Items from a dataset:
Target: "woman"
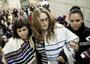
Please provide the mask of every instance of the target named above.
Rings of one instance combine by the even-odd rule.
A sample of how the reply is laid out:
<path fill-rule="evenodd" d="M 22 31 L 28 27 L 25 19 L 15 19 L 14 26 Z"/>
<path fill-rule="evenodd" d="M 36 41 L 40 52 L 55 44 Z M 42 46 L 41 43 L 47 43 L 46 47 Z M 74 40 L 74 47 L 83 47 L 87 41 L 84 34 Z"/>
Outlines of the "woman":
<path fill-rule="evenodd" d="M 32 31 L 26 19 L 16 20 L 13 37 L 6 43 L 3 53 L 7 64 L 37 64 Z"/>
<path fill-rule="evenodd" d="M 73 8 L 73 9 L 72 9 Z M 90 28 L 85 26 L 84 23 L 84 17 L 81 9 L 76 6 L 72 7 L 69 14 L 69 26 L 67 27 L 69 30 L 71 30 L 73 33 L 75 33 L 77 36 L 79 36 L 80 40 L 79 45 L 83 44 L 83 42 L 87 42 L 86 37 L 90 35 Z M 81 52 L 87 50 L 90 47 L 90 45 L 79 47 L 79 52 L 76 53 L 76 64 L 88 64 L 86 60 L 83 60 L 80 57 Z"/>
<path fill-rule="evenodd" d="M 41 55 L 42 64 L 65 63 L 62 50 L 68 58 L 69 64 L 74 64 L 74 52 L 78 49 L 79 38 L 59 23 L 51 13 L 38 8 L 32 14 L 32 27 L 36 40 L 36 50 Z"/>

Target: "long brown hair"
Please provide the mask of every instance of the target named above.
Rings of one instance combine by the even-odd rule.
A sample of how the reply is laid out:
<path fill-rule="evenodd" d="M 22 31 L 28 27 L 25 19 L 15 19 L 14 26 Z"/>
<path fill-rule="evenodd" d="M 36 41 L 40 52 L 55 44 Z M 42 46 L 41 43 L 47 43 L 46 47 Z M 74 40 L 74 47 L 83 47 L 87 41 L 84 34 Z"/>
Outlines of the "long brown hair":
<path fill-rule="evenodd" d="M 48 39 L 51 39 L 51 37 L 53 37 L 54 35 L 54 25 L 56 22 L 55 18 L 51 15 L 51 13 L 48 10 L 44 8 L 38 8 L 33 11 L 33 14 L 32 14 L 32 20 L 33 20 L 32 28 L 33 29 L 32 30 L 37 40 L 44 41 L 43 30 L 39 23 L 40 21 L 39 16 L 41 12 L 45 13 L 49 18 L 49 27 L 47 29 L 47 36 L 46 36 L 46 40 L 48 41 Z"/>

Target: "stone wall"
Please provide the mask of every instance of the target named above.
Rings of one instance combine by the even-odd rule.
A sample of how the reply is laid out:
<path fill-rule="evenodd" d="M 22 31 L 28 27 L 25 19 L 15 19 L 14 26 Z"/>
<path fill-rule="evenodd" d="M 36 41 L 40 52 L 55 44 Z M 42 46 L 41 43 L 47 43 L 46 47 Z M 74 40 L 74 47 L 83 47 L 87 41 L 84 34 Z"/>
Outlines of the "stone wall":
<path fill-rule="evenodd" d="M 78 5 L 83 11 L 85 22 L 90 26 L 90 0 L 48 0 L 50 9 L 55 17 L 66 15 L 68 17 L 69 10 L 73 5 Z"/>

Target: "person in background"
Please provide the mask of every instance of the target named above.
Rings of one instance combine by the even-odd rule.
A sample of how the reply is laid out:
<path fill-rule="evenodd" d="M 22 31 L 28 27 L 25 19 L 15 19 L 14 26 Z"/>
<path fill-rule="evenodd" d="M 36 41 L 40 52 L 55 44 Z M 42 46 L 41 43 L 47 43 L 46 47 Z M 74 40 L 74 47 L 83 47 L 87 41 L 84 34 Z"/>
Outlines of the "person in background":
<path fill-rule="evenodd" d="M 7 38 L 9 36 L 7 31 L 7 27 L 4 24 L 2 24 L 2 22 L 0 22 L 0 37 L 4 40 L 5 43 L 7 42 L 6 40 L 8 40 Z"/>
<path fill-rule="evenodd" d="M 2 37 L 7 31 L 7 28 L 2 22 L 0 22 L 0 37 Z"/>
<path fill-rule="evenodd" d="M 0 23 L 2 22 L 2 20 L 4 21 L 4 18 L 3 18 L 3 11 L 0 10 Z"/>
<path fill-rule="evenodd" d="M 59 16 L 59 17 L 56 18 L 56 20 L 60 24 L 62 24 L 62 25 L 64 25 L 66 27 L 68 25 L 68 23 L 67 23 L 67 21 L 65 19 L 66 19 L 66 16 L 65 15 L 63 17 Z"/>
<path fill-rule="evenodd" d="M 0 37 L 0 47 L 3 48 L 5 45 L 5 41 L 2 37 Z"/>
<path fill-rule="evenodd" d="M 13 21 L 18 18 L 18 14 L 19 14 L 18 10 L 14 8 L 12 12 Z"/>
<path fill-rule="evenodd" d="M 73 6 L 70 9 L 69 13 L 69 26 L 67 26 L 69 30 L 79 36 L 79 45 L 83 42 L 87 42 L 86 37 L 90 35 L 90 28 L 85 26 L 84 16 L 79 6 Z M 88 61 L 83 60 L 80 56 L 81 52 L 87 50 L 90 45 L 82 46 L 80 45 L 79 51 L 76 53 L 76 64 L 88 64 Z"/>
<path fill-rule="evenodd" d="M 24 10 L 20 10 L 20 12 L 19 12 L 19 18 L 20 19 L 27 19 L 28 18 L 27 17 L 27 14 L 26 14 L 26 12 Z"/>
<path fill-rule="evenodd" d="M 7 64 L 37 64 L 32 30 L 27 19 L 17 19 L 12 25 L 13 37 L 3 48 Z M 2 59 L 3 61 L 3 59 Z"/>
<path fill-rule="evenodd" d="M 47 9 L 50 12 L 50 4 L 48 1 L 45 1 L 45 0 L 40 1 L 38 3 L 37 7 L 41 7 L 41 8 L 44 7 L 45 9 Z"/>
<path fill-rule="evenodd" d="M 28 16 L 28 20 L 29 20 L 29 22 L 30 22 L 30 25 L 32 24 L 32 12 L 33 12 L 33 10 L 35 9 L 36 7 L 33 5 L 33 4 L 31 4 L 30 5 L 30 8 L 29 8 L 29 16 Z"/>
<path fill-rule="evenodd" d="M 37 8 L 32 13 L 32 31 L 37 52 L 42 64 L 74 64 L 74 53 L 78 49 L 79 38 L 63 25 L 57 23 L 45 8 Z M 64 50 L 68 61 L 59 55 Z M 39 59 L 40 61 L 40 59 Z"/>

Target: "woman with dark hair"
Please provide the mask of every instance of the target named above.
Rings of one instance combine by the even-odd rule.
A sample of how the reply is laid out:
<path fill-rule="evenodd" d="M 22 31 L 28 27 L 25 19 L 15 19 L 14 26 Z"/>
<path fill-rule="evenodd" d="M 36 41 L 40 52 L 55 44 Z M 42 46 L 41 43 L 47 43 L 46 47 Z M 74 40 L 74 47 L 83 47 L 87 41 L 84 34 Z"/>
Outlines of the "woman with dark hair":
<path fill-rule="evenodd" d="M 72 10 L 81 10 L 79 6 L 73 6 L 69 12 L 72 12 Z"/>
<path fill-rule="evenodd" d="M 36 50 L 41 55 L 42 64 L 74 64 L 72 55 L 78 49 L 78 36 L 57 23 L 45 8 L 35 9 L 32 20 Z M 62 50 L 67 56 L 67 62 L 59 55 Z"/>
<path fill-rule="evenodd" d="M 3 48 L 8 64 L 37 64 L 32 31 L 28 20 L 18 19 L 12 25 L 13 37 Z"/>
<path fill-rule="evenodd" d="M 79 36 L 79 51 L 76 53 L 76 64 L 88 64 L 88 61 L 81 58 L 81 52 L 87 50 L 90 45 L 82 46 L 84 42 L 87 42 L 86 37 L 90 35 L 90 28 L 85 26 L 84 17 L 81 9 L 79 7 L 72 7 L 69 13 L 69 26 L 67 27 L 77 36 Z"/>
<path fill-rule="evenodd" d="M 61 17 L 61 16 L 59 16 L 59 17 L 57 17 L 57 21 L 60 23 L 60 24 L 62 24 L 62 25 L 64 25 L 65 27 L 68 25 L 68 23 L 67 23 L 67 21 L 65 20 L 65 17 L 66 16 L 63 16 L 63 17 Z"/>
<path fill-rule="evenodd" d="M 16 8 L 13 9 L 12 14 L 14 15 L 14 18 L 16 18 L 16 17 L 18 18 L 18 10 Z"/>

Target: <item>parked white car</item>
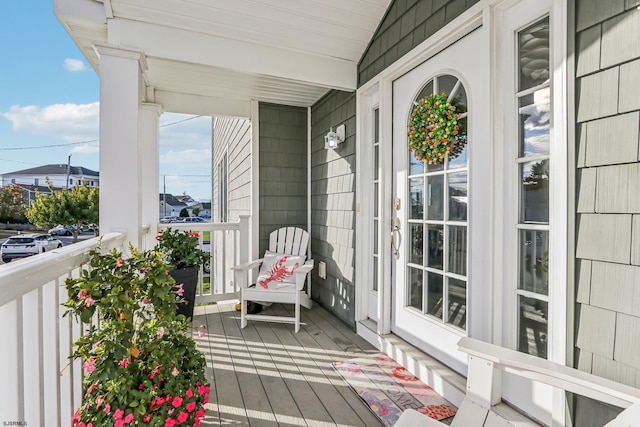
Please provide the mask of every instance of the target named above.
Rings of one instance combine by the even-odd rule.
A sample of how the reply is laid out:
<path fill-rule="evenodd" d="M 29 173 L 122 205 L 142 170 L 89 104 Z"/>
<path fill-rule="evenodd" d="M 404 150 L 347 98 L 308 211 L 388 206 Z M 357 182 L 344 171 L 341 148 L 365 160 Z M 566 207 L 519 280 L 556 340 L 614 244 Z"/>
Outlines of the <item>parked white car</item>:
<path fill-rule="evenodd" d="M 71 225 L 56 225 L 51 230 L 49 230 L 49 234 L 52 236 L 71 236 L 73 234 L 74 227 Z"/>
<path fill-rule="evenodd" d="M 18 234 L 9 237 L 1 247 L 2 261 L 25 258 L 46 251 L 61 248 L 62 242 L 50 234 Z"/>
<path fill-rule="evenodd" d="M 183 222 L 207 222 L 204 220 L 204 218 L 200 218 L 199 216 L 190 216 L 187 218 L 184 218 Z"/>

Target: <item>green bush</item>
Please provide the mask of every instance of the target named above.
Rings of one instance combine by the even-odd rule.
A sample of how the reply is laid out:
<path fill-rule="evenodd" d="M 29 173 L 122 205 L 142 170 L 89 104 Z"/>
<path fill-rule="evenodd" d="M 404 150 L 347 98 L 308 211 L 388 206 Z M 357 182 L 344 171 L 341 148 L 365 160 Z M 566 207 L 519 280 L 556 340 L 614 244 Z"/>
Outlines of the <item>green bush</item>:
<path fill-rule="evenodd" d="M 73 425 L 200 425 L 209 398 L 206 361 L 176 315 L 181 287 L 159 251 L 91 252 L 89 268 L 67 279 L 66 314 L 88 323 L 75 343 L 84 397 Z"/>

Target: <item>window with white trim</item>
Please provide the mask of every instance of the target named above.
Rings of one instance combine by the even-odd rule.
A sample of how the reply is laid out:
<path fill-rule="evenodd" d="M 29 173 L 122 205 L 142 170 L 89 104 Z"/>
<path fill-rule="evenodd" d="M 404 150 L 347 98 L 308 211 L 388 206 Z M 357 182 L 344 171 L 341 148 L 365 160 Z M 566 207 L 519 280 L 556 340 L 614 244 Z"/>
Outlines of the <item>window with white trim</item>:
<path fill-rule="evenodd" d="M 415 98 L 446 93 L 459 114 L 455 137 L 465 148 L 439 165 L 409 158 L 406 307 L 432 320 L 467 329 L 468 156 L 467 92 L 456 76 L 430 79 Z"/>
<path fill-rule="evenodd" d="M 518 350 L 547 357 L 549 314 L 549 17 L 517 33 Z"/>
<path fill-rule="evenodd" d="M 229 203 L 229 183 L 227 176 L 227 152 L 222 155 L 218 162 L 218 221 L 227 222 Z"/>

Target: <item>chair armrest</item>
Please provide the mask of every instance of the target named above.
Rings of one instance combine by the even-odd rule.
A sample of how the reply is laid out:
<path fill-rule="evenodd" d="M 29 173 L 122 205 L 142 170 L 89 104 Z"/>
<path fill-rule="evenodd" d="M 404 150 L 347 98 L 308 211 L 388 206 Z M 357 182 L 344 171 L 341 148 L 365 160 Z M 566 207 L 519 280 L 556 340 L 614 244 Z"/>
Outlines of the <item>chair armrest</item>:
<path fill-rule="evenodd" d="M 295 272 L 296 277 L 296 289 L 301 291 L 304 287 L 304 281 L 307 278 L 307 274 L 309 274 L 313 270 L 313 260 L 308 259 L 301 267 Z"/>
<path fill-rule="evenodd" d="M 311 272 L 311 270 L 313 270 L 313 260 L 312 259 L 308 259 L 303 265 L 302 267 L 299 267 L 296 270 L 296 274 L 304 274 L 306 275 L 307 273 Z"/>
<path fill-rule="evenodd" d="M 252 270 L 252 269 L 258 267 L 260 264 L 262 264 L 262 260 L 263 260 L 263 258 L 254 259 L 252 261 L 247 261 L 247 262 L 244 262 L 242 264 L 234 265 L 233 267 L 231 267 L 231 270 L 233 270 L 233 271 L 249 271 L 249 270 Z"/>

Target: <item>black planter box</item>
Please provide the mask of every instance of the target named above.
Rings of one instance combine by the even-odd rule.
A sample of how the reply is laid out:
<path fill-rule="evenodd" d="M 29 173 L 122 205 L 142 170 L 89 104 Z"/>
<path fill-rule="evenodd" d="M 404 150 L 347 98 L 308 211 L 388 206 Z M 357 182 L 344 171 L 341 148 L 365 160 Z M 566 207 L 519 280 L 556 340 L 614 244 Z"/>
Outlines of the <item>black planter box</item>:
<path fill-rule="evenodd" d="M 187 320 L 193 319 L 193 307 L 196 302 L 196 286 L 198 285 L 198 269 L 195 267 L 184 267 L 169 271 L 169 276 L 173 277 L 176 285 L 183 284 L 184 293 L 182 299 L 186 302 L 176 305 L 176 312 L 184 315 Z"/>

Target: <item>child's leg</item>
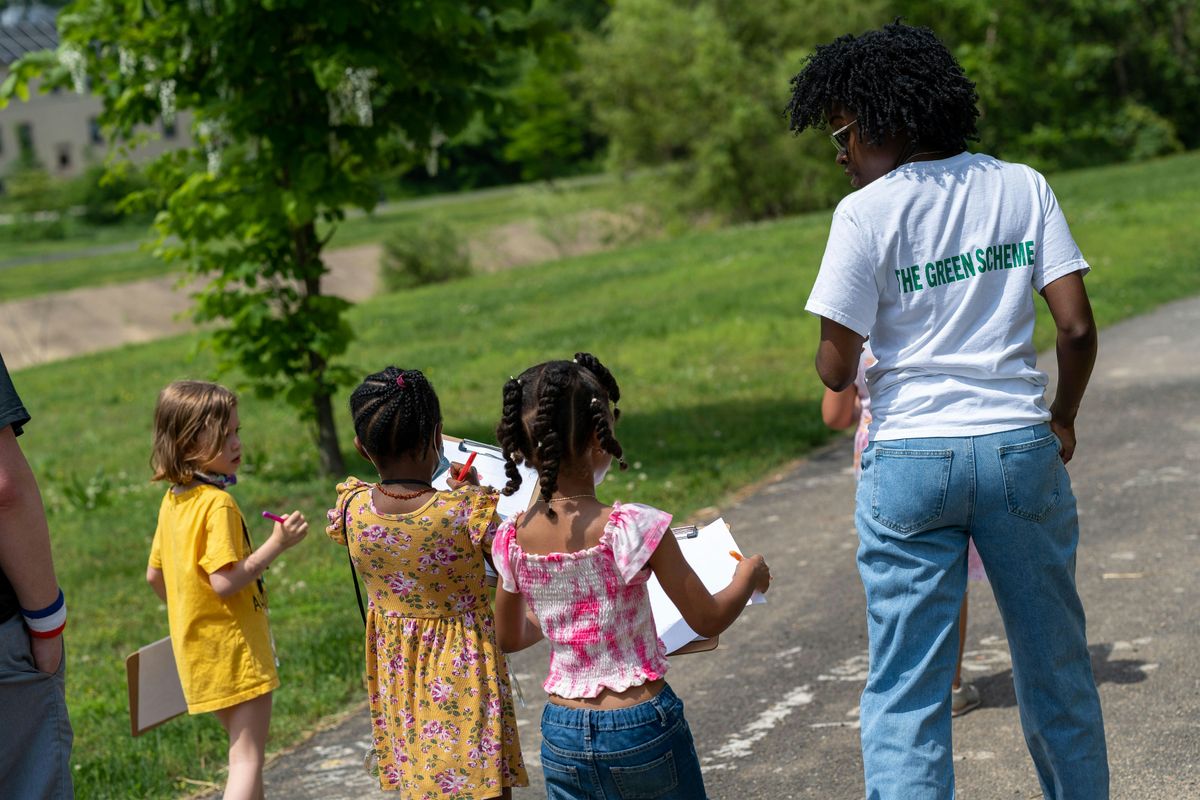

Your assignment:
Once the line containing "Outlines of the <item>black" is found in the records above, it and every line after it up to the last must be repeated exactly, without pictures.

Finished task:
Outlines of the <item>black planter box</item>:
<path fill-rule="evenodd" d="M 187 320 L 193 319 L 193 307 L 196 302 L 196 286 L 198 285 L 198 269 L 195 267 L 184 267 L 169 271 L 169 276 L 173 277 L 176 285 L 183 284 L 184 293 L 182 299 L 186 302 L 176 305 L 176 312 L 184 315 Z"/>

Target: <item>child's leg</item>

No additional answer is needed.